**INSTRUCTIONS FOR THE TASK:**
Every line of the records below from the line with "Query: ticket machine metal housing" up to and including the line with "Emit one marker per instance in this form: [(934, 670)]." must be reproduced exactly, and no line outside that range.

"""

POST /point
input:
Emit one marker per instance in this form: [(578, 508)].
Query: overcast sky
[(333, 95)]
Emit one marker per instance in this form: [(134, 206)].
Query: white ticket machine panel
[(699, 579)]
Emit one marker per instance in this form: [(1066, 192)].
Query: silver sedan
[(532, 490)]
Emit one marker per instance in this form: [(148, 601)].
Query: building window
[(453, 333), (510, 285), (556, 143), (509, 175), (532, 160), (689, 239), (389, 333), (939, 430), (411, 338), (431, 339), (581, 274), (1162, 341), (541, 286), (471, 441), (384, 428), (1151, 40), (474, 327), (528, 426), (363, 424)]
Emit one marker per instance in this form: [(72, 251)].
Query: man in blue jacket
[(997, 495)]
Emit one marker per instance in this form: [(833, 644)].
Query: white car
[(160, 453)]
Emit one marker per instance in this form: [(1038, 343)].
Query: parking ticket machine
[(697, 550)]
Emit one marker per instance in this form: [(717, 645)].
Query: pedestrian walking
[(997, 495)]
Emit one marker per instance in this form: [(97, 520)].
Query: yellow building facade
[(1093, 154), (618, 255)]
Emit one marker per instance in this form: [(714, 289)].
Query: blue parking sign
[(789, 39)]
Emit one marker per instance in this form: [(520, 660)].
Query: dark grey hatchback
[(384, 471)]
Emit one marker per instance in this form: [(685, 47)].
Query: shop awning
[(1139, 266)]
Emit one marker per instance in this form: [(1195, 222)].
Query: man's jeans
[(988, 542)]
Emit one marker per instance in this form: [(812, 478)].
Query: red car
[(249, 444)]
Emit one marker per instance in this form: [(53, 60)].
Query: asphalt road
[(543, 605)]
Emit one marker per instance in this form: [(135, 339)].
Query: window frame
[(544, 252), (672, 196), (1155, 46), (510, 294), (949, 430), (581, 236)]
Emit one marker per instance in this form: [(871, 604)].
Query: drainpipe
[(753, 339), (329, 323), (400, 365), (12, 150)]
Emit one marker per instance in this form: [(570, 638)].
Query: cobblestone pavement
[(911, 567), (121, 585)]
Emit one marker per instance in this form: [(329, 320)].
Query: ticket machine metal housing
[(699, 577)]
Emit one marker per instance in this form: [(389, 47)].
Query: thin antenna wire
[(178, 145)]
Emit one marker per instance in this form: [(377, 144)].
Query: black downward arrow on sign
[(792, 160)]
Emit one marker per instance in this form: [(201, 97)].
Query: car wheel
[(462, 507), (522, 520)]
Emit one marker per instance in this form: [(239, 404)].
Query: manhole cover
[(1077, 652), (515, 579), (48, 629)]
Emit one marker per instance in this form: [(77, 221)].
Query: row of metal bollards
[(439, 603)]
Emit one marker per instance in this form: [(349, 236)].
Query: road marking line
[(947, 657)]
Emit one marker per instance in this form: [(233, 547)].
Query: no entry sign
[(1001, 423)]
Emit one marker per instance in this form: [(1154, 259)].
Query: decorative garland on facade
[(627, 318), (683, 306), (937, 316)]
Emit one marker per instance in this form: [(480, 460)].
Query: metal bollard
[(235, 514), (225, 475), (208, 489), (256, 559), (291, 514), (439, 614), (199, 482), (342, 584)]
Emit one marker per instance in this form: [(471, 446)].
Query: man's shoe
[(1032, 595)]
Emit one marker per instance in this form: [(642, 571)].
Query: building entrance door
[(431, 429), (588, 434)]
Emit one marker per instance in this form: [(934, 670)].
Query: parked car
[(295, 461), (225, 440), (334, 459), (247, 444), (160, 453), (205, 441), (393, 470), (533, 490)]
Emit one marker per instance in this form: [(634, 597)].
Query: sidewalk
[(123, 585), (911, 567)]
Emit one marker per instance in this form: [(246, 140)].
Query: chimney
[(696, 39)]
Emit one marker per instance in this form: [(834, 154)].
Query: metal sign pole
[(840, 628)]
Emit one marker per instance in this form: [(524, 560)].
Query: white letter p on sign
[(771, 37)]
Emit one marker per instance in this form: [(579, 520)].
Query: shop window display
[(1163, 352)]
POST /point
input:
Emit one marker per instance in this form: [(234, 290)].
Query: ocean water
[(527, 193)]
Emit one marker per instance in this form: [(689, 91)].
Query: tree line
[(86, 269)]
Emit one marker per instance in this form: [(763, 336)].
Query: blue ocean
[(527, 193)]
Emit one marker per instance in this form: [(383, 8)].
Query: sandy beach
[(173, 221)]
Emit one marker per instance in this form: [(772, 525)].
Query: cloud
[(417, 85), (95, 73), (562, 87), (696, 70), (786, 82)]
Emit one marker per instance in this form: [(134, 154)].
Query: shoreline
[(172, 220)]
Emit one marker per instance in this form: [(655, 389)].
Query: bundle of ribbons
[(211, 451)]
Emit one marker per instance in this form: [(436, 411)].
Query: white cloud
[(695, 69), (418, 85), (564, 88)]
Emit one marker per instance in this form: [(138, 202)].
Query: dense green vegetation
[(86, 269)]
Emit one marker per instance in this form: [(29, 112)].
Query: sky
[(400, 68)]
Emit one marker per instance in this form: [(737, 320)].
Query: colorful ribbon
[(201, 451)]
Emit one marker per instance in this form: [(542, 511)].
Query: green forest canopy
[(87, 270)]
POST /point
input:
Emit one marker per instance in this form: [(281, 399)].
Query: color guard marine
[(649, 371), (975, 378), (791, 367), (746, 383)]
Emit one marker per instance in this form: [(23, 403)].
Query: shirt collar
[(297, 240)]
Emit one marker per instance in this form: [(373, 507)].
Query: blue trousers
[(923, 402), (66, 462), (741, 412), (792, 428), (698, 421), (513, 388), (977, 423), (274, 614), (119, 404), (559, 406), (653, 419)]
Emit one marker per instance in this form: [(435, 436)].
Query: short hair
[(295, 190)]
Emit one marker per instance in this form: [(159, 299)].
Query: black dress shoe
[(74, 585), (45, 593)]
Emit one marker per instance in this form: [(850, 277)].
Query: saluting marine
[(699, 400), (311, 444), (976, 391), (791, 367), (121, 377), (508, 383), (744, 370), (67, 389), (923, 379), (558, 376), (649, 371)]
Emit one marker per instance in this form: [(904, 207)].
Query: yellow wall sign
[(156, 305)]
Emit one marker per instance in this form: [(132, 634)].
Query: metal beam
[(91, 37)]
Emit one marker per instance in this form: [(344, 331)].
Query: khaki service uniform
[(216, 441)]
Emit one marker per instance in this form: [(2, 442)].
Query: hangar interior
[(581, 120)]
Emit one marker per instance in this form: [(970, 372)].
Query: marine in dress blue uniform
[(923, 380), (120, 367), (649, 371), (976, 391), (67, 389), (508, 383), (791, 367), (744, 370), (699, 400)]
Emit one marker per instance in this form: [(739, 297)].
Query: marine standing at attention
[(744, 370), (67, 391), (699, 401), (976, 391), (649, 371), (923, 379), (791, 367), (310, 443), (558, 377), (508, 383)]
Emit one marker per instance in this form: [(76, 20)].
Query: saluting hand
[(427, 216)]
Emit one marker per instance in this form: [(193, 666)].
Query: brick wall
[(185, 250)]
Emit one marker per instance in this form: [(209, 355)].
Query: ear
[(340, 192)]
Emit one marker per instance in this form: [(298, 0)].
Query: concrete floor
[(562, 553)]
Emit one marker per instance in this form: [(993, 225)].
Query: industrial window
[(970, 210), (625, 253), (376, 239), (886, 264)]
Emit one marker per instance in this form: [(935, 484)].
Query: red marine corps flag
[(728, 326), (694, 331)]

"""

**ANSWER BOX:**
Query: ticket machine metal housing
[(699, 577)]
Emit one marker per instance in this form: [(389, 47)].
Query: thin antenna wire
[(178, 145)]
Emit one marker per instance in this form: [(377, 144)].
Query: black downward arrow on sign
[(792, 160)]
Emit one marker per instance in this form: [(201, 97)].
Query: car wheel
[(462, 507), (522, 520)]
Emit one marker per instance in this form: [(239, 404)].
Query: manhole cover
[(1077, 652), (515, 579), (48, 629)]
Emit one marker per instance in this form: [(77, 221)].
Query: row of metal bollards
[(439, 603)]
Emit one marker per instance in this form: [(349, 236)].
Query: road marking line
[(947, 657)]
Emit one marker per instance in this form: [(233, 547)].
Query: no entry sign
[(1001, 423)]
Emit one marker per instance in this form: [(1154, 259)].
Query: decorative garland on facade
[(627, 318), (683, 306), (937, 316)]
Emit one marker per instance in this form: [(480, 460)].
Query: metal bollard
[(235, 514), (225, 475), (208, 489), (256, 559), (291, 514), (439, 614), (199, 482), (342, 584)]
Emit one marker per instance in this form: [(471, 446)].
Query: man's shoe
[(1032, 595)]
Emit one marker per instance in this form: [(642, 571)].
Query: building entrance door
[(431, 429), (588, 434)]
Emit one marker per instance in this form: [(934, 670)].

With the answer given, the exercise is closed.